**Given text:**

KEESEE, BOBBY JOE

Name: Bobby Joe Keesee
Branch/Rank: Civilian
Unit:
Date of Birth:
Home City of Record:
Date of Loss: 18 September 1970
Country of Loss: NORTH VIETNAM
Loss Coordinates: 181000 North 1061700 East
Status (in 1973):
Category:
Aircraft/Vehicle/Ground: Aircraft
Missions:
Other Personnel in Incident:
Refno: 1662

Source: Compiled by P.O.W. NETWORK from one or more of the following: raw
data from U.S. Government agency sources, correspondence with POW/MIA
families, published sources, interviews and CACCF = Combined Action
Combat Casualty File, and NAM-POWs, Inc.

REMARKS: 03/14/73 RELEASED BY DRV

NO ONE KNEW HELD FOUND 1 WK BEFORE RELEASE BY GUTTERSEN

Bobby Joe Keesee was a criminal who had stolen an aircraft in Thailand and
was fleeing from authorities when he ran out of fuel and landed on a NVN
beach. He is now in a Mexico prison for an assination attempt against the
President of Mexico. Keesee's exploits and his assassination conviction as
reported a number of times in the New York Times in 1975. The understanding
is that Keesee got Life and started serving his sentence at the Federal
Prison in San Diego.

------------
from the Norbert Gotner bio...

One case which supports the theory that only the "Hanoi" group, which
was known to each other, was released is the case of American civilian
Bobby Keesee, whose existence was discovered only days before the general
prisoner release in the spring of 1973. Keesee, who had been held in a
separate section of a prison from other Americans, was not scheduled for
release and may yet be imprisoned were it not for a unified effort on
the part of other POWs to see that he was released....

--------------
Date unknown

SOLDIER OF MISFORTUNE CHARGED WITH KIDNAPPING San Diago (UPI)--A "massive
investigation" by US and Mexican officials led to Federal charges that the
kidnapping of an American diplomat in Mexico was spearheaded by Bobby Jo
Keesee, the "soldier of misfortune" who has been held prisoner in Jordan and
Vietnam and once flew a stolen plane to Cuba.

Keesee was indicted by a federal grand jury Friday for allegedly "aiding,
abetting, inducing and causing" the kidnaping of Vice Consul John S.
Patterson in Hermosillo, Mexico on March 28. Patterson's whereabouts are
unknown.

Keesee, already in custody on other charges related to the kidnap, was the
"mystery man" who turned up among the US prisoners of war released by North
Vietnam. The State Department said at the time the US officials had no idea
there was a civilian American POW.

Keesee was arrested May 28 at his home in Huntington Beach by FBI agents who
charged him with trying to extort $250,000. At the time, the FBI said Keesee
had nothing to do with the kidnaping but tried to cash in on it.

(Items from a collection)
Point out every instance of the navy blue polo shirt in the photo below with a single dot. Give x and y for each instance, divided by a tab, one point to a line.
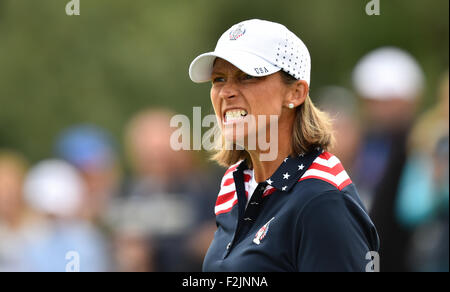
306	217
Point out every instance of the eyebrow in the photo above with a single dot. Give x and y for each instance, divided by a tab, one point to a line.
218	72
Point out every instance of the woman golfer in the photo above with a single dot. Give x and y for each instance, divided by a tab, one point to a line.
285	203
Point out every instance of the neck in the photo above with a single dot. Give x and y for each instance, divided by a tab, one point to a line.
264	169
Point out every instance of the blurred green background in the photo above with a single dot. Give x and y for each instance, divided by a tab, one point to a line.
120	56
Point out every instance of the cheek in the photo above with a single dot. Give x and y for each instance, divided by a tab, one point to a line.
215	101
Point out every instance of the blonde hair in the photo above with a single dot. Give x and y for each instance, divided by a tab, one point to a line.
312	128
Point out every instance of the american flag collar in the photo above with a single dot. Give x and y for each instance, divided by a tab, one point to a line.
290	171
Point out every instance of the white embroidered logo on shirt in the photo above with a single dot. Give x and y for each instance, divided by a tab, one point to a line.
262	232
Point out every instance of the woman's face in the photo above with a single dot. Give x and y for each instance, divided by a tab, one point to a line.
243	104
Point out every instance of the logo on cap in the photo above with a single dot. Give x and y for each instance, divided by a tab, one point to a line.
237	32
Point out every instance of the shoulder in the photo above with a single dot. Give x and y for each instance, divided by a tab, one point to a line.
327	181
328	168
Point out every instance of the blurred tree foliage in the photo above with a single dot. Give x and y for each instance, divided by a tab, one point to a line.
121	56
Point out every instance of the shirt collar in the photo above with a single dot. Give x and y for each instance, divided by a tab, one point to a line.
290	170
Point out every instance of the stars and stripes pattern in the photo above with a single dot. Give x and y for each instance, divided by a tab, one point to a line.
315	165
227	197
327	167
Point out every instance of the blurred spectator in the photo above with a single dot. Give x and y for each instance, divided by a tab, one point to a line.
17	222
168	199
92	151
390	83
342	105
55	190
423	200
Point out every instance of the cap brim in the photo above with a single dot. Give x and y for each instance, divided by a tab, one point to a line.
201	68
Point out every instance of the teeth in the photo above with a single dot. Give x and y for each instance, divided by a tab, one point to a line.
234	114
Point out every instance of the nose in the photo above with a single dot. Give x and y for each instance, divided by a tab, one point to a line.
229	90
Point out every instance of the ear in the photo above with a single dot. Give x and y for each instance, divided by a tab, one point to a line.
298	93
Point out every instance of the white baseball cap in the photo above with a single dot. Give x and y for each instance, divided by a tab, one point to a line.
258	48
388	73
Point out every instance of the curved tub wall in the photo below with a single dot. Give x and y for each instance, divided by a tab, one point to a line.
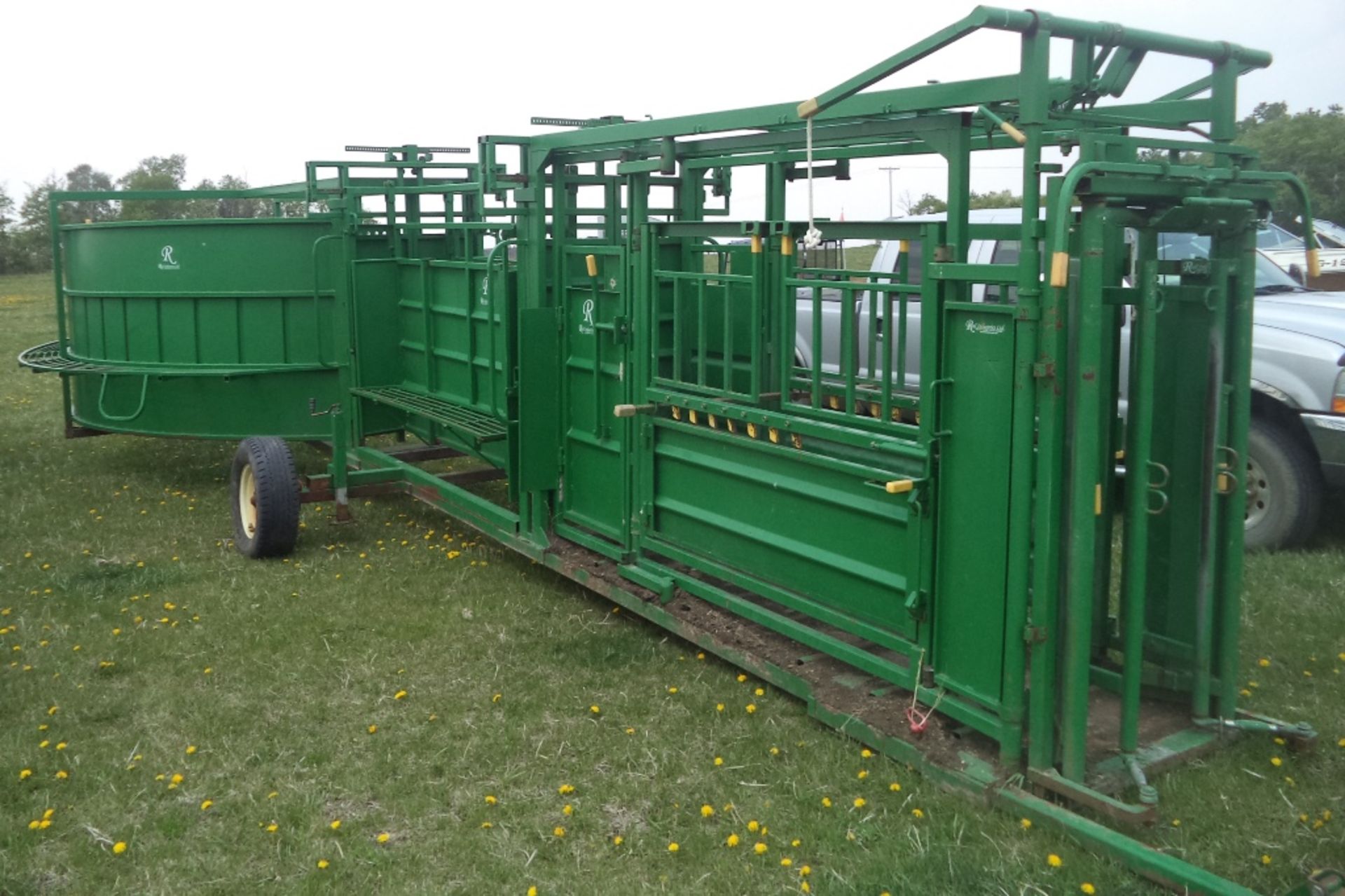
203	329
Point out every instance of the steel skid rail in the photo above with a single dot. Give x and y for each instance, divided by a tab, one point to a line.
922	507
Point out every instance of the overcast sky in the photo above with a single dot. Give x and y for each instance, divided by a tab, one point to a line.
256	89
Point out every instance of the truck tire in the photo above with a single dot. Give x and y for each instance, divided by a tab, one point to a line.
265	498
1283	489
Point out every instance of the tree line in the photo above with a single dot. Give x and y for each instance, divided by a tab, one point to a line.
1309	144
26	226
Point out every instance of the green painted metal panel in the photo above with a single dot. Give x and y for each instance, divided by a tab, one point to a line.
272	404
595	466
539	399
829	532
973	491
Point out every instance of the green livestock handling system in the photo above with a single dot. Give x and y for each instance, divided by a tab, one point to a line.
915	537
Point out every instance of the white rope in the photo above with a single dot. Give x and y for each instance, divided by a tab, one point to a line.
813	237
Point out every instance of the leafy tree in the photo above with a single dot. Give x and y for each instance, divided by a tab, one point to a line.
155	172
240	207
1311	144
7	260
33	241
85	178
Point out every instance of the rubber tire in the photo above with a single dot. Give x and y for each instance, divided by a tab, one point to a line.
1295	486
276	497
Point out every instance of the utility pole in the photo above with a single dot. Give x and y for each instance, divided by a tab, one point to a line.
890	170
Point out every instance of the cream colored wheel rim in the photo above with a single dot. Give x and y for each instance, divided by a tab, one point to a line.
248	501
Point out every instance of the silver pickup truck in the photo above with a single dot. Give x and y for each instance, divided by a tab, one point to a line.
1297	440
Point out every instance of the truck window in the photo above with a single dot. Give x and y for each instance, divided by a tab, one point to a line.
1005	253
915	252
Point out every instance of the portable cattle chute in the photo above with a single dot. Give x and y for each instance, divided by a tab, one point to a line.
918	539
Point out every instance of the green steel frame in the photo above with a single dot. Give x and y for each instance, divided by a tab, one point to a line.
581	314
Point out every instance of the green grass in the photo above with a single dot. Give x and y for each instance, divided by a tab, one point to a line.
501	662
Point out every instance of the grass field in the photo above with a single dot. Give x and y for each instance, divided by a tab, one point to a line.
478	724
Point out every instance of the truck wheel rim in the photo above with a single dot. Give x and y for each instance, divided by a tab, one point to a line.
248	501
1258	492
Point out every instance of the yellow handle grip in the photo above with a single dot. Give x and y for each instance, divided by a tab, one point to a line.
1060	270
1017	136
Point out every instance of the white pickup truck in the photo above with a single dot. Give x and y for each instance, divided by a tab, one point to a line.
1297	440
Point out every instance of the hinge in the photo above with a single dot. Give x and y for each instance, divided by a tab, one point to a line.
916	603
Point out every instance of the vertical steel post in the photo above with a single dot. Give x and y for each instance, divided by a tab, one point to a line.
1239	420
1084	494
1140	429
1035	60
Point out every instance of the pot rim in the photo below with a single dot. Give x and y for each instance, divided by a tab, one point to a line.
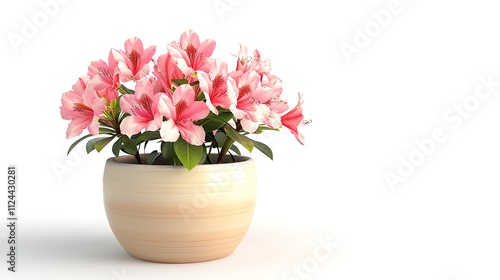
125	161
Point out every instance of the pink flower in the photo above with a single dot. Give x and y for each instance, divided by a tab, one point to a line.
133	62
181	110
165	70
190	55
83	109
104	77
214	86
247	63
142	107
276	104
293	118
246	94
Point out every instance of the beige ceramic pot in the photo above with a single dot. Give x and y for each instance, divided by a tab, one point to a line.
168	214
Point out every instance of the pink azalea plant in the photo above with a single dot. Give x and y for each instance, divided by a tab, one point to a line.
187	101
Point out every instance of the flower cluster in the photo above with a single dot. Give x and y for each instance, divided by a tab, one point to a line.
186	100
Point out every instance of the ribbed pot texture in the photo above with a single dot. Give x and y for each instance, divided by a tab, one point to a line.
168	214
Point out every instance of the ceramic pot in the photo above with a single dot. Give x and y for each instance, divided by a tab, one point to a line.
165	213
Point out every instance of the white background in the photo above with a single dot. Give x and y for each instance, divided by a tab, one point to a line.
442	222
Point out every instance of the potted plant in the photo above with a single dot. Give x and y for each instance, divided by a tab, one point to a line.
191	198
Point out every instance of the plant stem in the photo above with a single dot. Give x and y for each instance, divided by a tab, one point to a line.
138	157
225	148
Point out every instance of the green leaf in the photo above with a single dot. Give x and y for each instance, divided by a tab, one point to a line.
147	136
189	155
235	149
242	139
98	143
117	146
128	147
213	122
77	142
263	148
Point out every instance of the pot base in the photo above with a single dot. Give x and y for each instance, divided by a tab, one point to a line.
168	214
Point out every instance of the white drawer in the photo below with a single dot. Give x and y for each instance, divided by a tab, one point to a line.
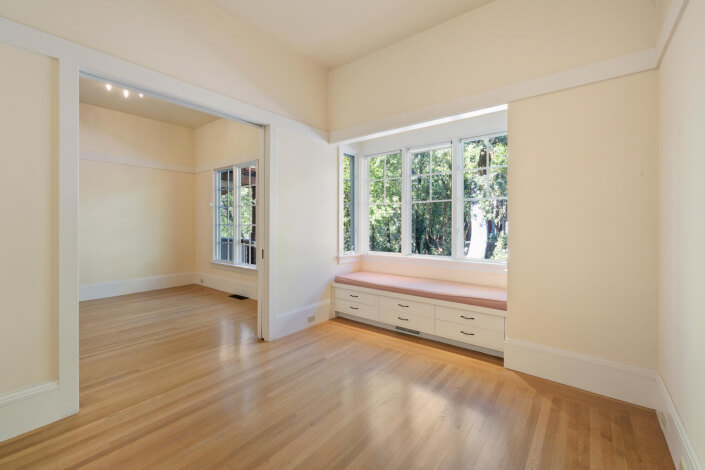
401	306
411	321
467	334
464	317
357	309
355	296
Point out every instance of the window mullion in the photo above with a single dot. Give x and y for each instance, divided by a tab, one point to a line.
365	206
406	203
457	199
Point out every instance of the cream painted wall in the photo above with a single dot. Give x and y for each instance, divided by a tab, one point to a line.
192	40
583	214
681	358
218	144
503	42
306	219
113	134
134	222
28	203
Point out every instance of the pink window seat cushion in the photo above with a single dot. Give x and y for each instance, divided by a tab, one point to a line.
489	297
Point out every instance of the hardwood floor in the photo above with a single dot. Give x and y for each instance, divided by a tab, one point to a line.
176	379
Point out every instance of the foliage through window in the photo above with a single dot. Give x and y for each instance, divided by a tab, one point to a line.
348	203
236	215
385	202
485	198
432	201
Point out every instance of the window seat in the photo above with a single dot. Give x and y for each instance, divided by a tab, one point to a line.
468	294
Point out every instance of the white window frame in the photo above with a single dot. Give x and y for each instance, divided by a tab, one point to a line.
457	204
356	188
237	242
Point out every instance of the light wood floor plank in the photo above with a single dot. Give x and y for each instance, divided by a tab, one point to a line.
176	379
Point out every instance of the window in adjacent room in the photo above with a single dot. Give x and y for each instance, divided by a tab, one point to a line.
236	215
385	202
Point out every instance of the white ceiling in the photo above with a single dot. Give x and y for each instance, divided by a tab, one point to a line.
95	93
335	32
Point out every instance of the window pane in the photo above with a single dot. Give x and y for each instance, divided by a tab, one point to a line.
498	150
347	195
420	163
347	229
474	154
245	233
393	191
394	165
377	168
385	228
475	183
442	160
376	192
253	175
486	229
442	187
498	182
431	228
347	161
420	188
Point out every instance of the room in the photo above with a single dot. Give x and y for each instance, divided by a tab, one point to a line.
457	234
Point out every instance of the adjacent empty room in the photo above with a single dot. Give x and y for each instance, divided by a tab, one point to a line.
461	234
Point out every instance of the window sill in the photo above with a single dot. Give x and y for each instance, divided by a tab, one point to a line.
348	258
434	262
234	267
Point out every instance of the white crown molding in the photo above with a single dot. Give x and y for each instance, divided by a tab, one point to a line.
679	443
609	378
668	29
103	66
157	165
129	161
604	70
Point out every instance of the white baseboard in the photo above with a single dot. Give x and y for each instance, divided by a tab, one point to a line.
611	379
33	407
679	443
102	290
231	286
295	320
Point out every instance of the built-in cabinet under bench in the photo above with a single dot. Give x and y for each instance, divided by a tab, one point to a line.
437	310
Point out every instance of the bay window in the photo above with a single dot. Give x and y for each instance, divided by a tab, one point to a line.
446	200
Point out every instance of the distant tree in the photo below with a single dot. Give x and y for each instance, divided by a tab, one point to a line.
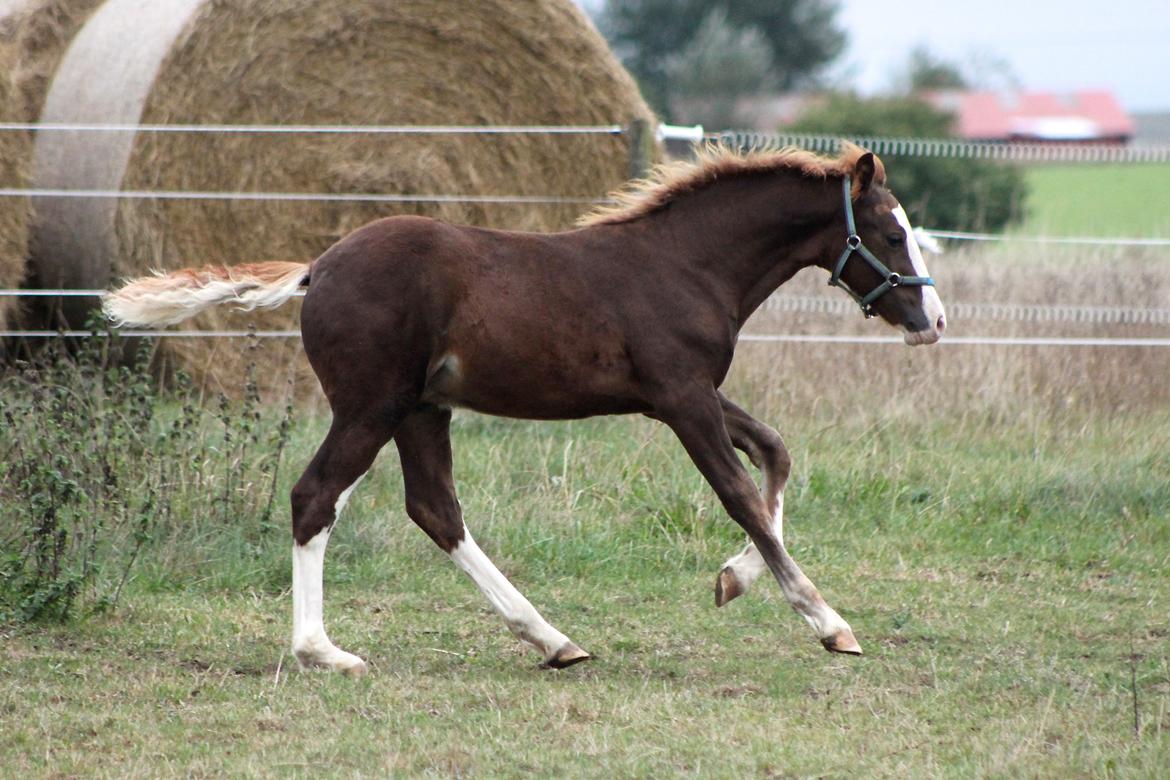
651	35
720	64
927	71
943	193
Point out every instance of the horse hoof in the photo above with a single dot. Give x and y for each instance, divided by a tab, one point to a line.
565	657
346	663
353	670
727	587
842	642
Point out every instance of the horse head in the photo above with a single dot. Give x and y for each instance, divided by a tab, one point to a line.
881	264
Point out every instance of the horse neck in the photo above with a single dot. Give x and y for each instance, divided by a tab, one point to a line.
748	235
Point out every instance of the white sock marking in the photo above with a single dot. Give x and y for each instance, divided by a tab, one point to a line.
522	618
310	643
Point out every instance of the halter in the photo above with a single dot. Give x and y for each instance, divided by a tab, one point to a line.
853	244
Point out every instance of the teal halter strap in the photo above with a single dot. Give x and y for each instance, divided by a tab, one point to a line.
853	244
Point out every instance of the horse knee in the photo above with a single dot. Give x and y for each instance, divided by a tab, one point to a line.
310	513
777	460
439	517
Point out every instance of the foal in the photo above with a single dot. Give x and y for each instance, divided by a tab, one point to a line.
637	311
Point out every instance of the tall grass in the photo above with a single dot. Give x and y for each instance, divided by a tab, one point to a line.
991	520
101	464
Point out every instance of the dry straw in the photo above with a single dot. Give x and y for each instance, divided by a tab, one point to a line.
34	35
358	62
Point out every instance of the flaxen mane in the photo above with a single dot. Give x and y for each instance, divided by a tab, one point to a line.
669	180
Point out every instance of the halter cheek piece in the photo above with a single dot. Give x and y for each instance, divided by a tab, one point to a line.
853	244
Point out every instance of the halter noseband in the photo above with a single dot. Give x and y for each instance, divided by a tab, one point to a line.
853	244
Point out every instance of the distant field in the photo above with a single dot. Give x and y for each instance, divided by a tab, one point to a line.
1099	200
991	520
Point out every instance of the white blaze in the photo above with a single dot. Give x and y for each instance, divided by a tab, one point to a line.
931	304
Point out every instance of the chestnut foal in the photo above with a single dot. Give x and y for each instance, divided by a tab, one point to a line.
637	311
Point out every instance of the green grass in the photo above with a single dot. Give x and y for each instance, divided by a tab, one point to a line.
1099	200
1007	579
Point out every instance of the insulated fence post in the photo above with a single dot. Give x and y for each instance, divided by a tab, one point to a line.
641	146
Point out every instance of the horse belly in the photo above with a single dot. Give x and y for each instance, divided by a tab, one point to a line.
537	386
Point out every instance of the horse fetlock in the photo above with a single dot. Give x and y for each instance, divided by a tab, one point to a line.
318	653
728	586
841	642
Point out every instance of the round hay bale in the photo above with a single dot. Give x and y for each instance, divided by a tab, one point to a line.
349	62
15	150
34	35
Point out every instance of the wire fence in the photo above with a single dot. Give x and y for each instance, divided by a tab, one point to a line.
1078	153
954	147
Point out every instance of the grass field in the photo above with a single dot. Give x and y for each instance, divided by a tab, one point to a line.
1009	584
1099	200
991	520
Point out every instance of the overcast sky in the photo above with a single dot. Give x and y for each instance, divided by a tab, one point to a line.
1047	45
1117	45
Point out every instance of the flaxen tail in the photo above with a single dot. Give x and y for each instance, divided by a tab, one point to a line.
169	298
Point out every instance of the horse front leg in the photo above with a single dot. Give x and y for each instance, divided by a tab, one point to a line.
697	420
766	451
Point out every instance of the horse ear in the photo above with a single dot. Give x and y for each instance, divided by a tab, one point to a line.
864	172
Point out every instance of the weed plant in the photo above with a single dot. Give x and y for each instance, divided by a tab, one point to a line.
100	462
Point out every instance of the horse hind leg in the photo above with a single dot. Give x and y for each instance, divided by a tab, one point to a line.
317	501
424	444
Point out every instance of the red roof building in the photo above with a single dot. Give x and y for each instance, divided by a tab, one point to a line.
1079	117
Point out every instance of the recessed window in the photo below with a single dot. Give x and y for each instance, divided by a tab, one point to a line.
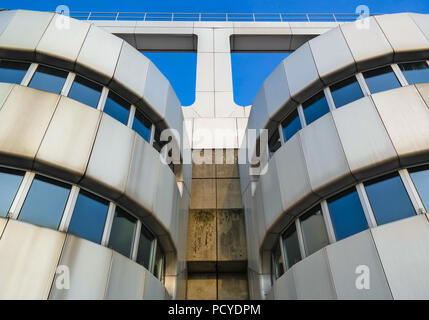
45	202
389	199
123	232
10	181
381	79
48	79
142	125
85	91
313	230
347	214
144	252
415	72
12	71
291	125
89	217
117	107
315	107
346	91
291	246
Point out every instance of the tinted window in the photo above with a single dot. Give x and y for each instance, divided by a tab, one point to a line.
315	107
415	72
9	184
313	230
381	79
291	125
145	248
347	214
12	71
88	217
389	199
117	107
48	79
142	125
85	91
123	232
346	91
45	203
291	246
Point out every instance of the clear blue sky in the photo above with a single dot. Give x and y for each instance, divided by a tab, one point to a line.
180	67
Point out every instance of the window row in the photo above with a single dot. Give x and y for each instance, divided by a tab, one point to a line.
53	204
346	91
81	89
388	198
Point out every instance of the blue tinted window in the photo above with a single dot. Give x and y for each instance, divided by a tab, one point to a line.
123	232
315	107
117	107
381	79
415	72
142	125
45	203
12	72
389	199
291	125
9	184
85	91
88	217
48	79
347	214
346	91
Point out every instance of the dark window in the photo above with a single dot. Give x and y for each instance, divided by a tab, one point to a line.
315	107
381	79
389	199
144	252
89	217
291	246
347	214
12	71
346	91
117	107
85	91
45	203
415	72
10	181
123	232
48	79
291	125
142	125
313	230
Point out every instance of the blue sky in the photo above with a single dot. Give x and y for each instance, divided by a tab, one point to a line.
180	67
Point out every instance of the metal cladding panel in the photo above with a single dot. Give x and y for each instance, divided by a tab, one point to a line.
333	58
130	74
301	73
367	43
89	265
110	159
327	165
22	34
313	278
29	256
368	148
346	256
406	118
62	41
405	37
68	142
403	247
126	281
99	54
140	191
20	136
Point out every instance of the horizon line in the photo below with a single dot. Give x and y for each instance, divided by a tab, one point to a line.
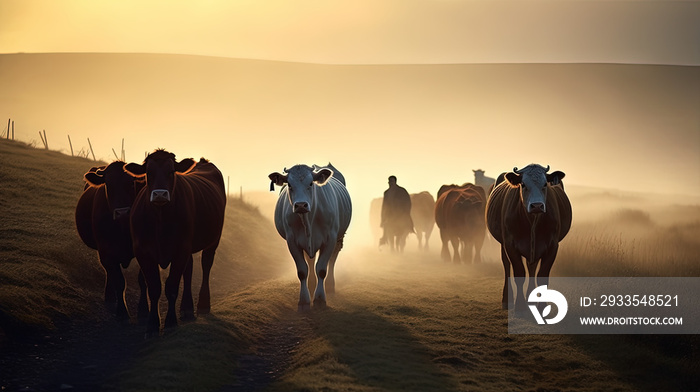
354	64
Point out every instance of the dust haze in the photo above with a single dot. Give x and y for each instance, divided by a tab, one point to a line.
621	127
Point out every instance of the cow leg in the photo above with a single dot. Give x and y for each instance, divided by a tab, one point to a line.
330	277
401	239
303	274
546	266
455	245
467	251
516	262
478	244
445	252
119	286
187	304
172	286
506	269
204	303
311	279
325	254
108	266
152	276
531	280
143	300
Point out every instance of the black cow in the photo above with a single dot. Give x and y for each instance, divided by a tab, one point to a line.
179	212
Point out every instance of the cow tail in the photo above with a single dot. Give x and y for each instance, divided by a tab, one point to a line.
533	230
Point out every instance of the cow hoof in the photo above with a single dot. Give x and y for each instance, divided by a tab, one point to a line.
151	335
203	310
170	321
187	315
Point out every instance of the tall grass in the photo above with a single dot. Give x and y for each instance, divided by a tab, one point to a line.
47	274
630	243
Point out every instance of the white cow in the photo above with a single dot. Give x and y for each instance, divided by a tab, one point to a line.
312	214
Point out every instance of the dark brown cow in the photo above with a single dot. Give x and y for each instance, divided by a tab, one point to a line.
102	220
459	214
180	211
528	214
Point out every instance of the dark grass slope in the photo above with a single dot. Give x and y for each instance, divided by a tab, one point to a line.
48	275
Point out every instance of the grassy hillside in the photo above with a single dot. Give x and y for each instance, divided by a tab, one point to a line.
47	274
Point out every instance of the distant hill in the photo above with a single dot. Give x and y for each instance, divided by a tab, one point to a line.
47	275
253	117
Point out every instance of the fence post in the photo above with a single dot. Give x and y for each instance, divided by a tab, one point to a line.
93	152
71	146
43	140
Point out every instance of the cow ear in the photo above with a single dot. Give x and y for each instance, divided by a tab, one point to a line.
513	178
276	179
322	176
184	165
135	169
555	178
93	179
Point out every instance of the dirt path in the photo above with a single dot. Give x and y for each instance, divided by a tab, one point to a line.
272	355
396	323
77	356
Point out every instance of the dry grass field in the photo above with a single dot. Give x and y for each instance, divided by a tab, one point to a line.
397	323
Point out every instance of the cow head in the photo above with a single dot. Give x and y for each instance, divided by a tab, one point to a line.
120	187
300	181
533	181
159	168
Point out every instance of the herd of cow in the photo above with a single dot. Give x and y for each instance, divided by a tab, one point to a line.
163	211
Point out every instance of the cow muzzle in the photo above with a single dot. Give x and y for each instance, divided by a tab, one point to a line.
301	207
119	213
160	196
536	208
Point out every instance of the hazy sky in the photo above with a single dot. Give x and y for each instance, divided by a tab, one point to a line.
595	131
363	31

**Task:**
Continue the text on Bobby Joe Keesee, beginning right after its final sentence. The items are not needed for this work.

**Final result:**
But the US attorney's office charged Friday an investigation showed that
while Keesee did not actually kidnap Patterson, he made trips to Mexicao to
put the diplomat under surveillance, scouted "properties and locations"
involved in the crime, and directed "preparation of a hand written $500,00
ransom note" delivered to the consulate after Patterson disappeared. Keesee
was also accused of telephoning Patterson's wife with ransom demands, and
setting up a rendezvous to collect the money.

Mrs Patterson has said that she tried to deliver the ransom but could not
keep the rendezvous and had appealed to the kidnappers to get in touch with
her for another try.

The Justice Department would not say what new evidence led to the indictment
Friday, only that "it resulted from a massive investigation by US and
Mexican authorities spearheaded by the FBI." Keesee has been held in the
Orange County jail in Santa Ana since his earlier arrest.

He was dubbed a "soldier of misfortune" for his involvement in a series of
strange international incidents, often winding up in prison. Keesee, was an
army paratrooper and decorated for service in Korea. A metal plate was
inserted in his skull because of a head wound. In the late 1960's, he
served a two-year prison term for deserting from Ft. Huachuca, Ariz.,
stealing a light plane and flying it to Cuba after a spree across several
states.

Keesee later turned up among hostages held by Palestinian guerrillas in a
hotel in Jordan. He was released unharmed. He has refused to talk about
how he came to be a POW in North Vietnam. But his appearance tended to
confirm a report by a Thai charter pilot that an American hijacked his plane
at gunpoint in 1970 and forced him to land on a beach in North Vietnam,
where the American got out and vanished.

---------------
Arizona Republic
9 Jan 99.

"The FBI was continuing a search Friday for an Arizona pilot whose stolen
plane was found with a puddle of blood in the rear passenger area.

Harry Christensen, 48, of Lake Havasu City, has not been seen since
Wednesday morning, when he told his wife he was meeting people interested in
buying his plane, FBI spokesman Doug Beldon said.

The search for the pilot was centering on the Albuquenque area, he said.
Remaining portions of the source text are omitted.